[Source records]
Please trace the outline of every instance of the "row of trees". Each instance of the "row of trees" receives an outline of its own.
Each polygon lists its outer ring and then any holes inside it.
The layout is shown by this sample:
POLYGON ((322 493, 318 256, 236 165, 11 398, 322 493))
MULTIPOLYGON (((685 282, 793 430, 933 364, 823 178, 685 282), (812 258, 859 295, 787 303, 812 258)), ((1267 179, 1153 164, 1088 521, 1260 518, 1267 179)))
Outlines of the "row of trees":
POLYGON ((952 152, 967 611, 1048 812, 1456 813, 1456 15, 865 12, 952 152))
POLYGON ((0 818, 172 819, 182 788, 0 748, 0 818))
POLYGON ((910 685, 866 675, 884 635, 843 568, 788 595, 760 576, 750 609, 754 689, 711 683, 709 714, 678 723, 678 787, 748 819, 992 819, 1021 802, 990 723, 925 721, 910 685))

● **BRIEF**: Present every line of the source records above as a numbered list, omitting any blank lines.

● **THE COMPLETED TASK**:
1. Please trace the outline of every instance of the "row of trees". Each instance of the "row of trees" receives an outline of its own.
2. Each polygon lists its outer ring and then any holes inside it.
3. The layout is shown by this sample:
4. POLYGON ((322 493, 318 256, 236 165, 11 398, 322 493))
5. MULTIPOLYGON (((685 282, 793 430, 933 364, 823 178, 685 282), (812 258, 859 295, 787 303, 812 258)), ((1267 179, 1153 164, 1088 521, 1260 518, 1267 179)))
6. Outlines of the "row of trees":
7. POLYGON ((952 152, 967 611, 1048 812, 1456 813, 1456 15, 865 12, 952 152))
8. POLYGON ((0 818, 172 819, 182 788, 0 748, 0 818))
9. POLYGON ((910 685, 866 675, 884 635, 843 568, 788 595, 760 576, 750 609, 754 689, 711 683, 709 714, 678 723, 678 787, 748 819, 992 819, 1021 802, 990 723, 925 721, 910 685))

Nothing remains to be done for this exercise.